## WHAT YOU NEED TO DO:
1/ For the passage on focal therapy for prostate cancer, decide whether each statement agrees with it: (a) studies show that most patients have disease on both sides of the prostate; (b) the largest tumor was found to be the one linked to metastatic prostate cancer; (c) the long-term effect of removing the index lesion is well established. Answer yes or no for each and quote the deciding words of the text.
2/ Reproduce word for word the part of the passage on focal therapy for prostate cancer that opens with "Do the other" and closes with "to Active Surveillance?".
3/ Carry on writing the passage on focal therapy for prostate cancer, picking up where it stops.

## DOCUMENT SEGMENT:
These authors describe several problems associated with the current status of this therapy, starting with the idea of identifying the index lesion. Is it the largest tumor or is it the one with the highest grade? Answers to both questions are unclear. The authors cite evidence showing that neither the largest nor the highest-grade tumor was indeed the one associated with metastatic prostate cancer.

You say, "Well, even if we can't identify the exact lesion, we can still treat half the gland." But as this article points out, studies show that 84% of the time, patients have bilateral disease.[1] Therefore, treating half the prostate will not solve the problem either. Moreover, even if you can identify and remove the index lesion, the long-term impact of doing that is completely unknown.

Do the other tumors play any role in the ultimate outcomes? If you look at case series, patients may do well, but that is not because the focal therapy was effective, but rather because the patients had a cancer that was not worth treating in the first place. Another problem is that some patients have tumors that cannot be reached, either with extensive anterior disease or apical lesions. An Alternative to Active Surveillance?

## SUPPLIED INFORMATION:
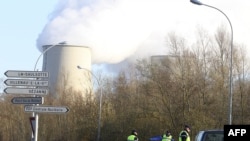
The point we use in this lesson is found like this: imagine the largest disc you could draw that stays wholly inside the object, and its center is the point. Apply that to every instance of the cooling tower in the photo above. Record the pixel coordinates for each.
(61, 62)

## ANSWERS FOR THE TASKS:
1/
(a) Yes: "studies show that 84% of the time, patients have bilateral disease"
(b) No: "neither the largest nor the highest-grade tumor was indeed the one associated with metastatic prostate cancer"
(c) No: "the long-term impact of doing that is completely unknown"

2/
Do the other tumors play any role in the ultimate outcomes? If you look at case series, patients may do well, but that is not because the focal therapy was effective, but rather because the patients had a cancer that was not worth treating in the first place. Another problem is that some patients have tumors that cannot be reached, either with extensive anterior disease or apical lesions. An Alternative to Active Surveillance?

3/
What about the idea that focal treatment is useful psychologically in patients who cannot cope with active surveillance? Is it really ethical to offer a patient a treatment, even with low morbidity, just because he is having trouble dealing with the concept of conservative therapy? I do not believe that that is a justifiable or ethical argument. Furthermore, the morbidity is not zero. Focal therapy can cause strictures, erectile dysfunction, and other problems. Focal therapy is not completely free of morbidity.

Finally, if you provide treatment, how will you monitor it? Can you use prostate-specific antigen levels? Probably not. What about using an imaging modality? Will it be exact enough? That is completely unclear.

If you do repeat biopsies, it is unclear whether you can avoid the sampling error. In the end, you may have to tell the patient, "Now that you have had this treatment, we will simply have to watch and wait," which is exactly what they were trying to avoid in the first place. Interesting Concept, but Justifiable?

In the end, we are left with an interesting concept and a treatment that is applicable for some other cancers. Completely unclear, however, is whether focal treatment will ever be viable for low-risk prostate cancer. Could you treat intermediate-risk cancers in this way? Perhaps. But you may end up with treatment failures, and in that case, was it a justifiable therapy? Probably not.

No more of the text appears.